▶ [Job a]: In the article on Anti-Dühring, what three sections make up the book?

▶ [Document section]:
Anti-Dühring (, "Herr Eugen Dühring's Revolution in Science") is a book by Friedrich Engels, first published in German in 1878. It had previously been serialised in the newspaper Vorwärts. There were two further German editions in Engels' lifetime. Anti-Dühring was first published in English translation in 1907.

Contents
This work was Engels's major contribution to the exposition and development of Marxist theory. Its full title translates as Herr Eugen Dühring's Revolution in Science: this is meant ironically and polemically. The short title recalls Julius Caesar's polemic Anti-Cato.

Eugen Dühring had produced his own version of socialism, intended as a replacement for Marxism. Since Karl Marx was busy at the time with writing Das Kapital, it was left to Engels to write a general defence.  The sections are Philosophy, Political Economy and Socialism.

Among Communists, it is a popular and enduring work which, as Engels wrote to Marx, was an attempt "to produce an encyclopaedic survey of our conception of the philosophical, natural-science and historical problems."

Part of it was published separately in 1880 in France as Socialism: Utopian and Scientific. An English translation was published in 1892. This work also influenced Materialism and Empirio-criticism by Vladimir Lenin.

▶ [Job b]: Please write out the records from their first line through the line holding "xmin=11 ymin=7 xmax=66 ymax=72", both ends included.

Excerpts from a detection dataset
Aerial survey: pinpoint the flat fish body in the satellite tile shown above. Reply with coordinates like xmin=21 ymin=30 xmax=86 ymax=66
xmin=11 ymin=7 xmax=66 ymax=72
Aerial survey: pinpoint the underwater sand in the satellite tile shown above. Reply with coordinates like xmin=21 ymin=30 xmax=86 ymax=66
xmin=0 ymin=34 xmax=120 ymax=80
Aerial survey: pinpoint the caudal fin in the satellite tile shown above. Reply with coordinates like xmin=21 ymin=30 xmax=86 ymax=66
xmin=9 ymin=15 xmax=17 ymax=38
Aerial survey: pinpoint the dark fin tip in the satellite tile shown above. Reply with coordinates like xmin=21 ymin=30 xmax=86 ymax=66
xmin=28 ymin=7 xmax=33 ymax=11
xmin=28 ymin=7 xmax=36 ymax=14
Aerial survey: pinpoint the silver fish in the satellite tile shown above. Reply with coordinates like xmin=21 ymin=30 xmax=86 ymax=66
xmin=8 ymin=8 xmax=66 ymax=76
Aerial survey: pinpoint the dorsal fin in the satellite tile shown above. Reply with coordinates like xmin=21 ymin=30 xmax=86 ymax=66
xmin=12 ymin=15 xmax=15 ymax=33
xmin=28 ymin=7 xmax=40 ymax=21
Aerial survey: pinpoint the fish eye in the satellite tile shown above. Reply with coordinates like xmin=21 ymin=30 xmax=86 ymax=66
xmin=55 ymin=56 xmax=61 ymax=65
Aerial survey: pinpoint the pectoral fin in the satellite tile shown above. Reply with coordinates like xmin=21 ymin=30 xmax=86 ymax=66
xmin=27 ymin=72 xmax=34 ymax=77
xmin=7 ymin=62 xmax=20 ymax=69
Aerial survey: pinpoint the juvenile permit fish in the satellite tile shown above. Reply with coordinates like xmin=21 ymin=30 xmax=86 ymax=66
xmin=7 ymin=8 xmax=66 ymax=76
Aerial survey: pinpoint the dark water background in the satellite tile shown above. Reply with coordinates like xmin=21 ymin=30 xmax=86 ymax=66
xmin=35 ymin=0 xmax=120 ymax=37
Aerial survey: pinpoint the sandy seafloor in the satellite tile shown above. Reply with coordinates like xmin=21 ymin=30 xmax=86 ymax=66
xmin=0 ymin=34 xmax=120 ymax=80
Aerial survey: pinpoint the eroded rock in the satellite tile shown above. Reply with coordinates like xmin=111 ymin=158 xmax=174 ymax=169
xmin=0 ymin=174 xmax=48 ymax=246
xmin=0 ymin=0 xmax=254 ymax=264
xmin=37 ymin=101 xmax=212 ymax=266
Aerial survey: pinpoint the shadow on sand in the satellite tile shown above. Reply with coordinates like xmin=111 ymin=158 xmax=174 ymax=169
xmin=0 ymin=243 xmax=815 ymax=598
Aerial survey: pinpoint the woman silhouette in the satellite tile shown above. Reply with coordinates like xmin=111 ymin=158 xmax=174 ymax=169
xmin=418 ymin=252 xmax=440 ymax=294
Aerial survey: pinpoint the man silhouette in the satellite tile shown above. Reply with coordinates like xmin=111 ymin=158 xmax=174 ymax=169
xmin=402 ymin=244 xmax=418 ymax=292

▶ [Solution a]: Philosophy, Political Economy and Socialism.

▶ [Solution b]:
Aerial survey: pinpoint the flat fish body in the satellite tile shown above. Reply with coordinates like xmin=21 ymin=30 xmax=86 ymax=66
xmin=11 ymin=7 xmax=66 ymax=72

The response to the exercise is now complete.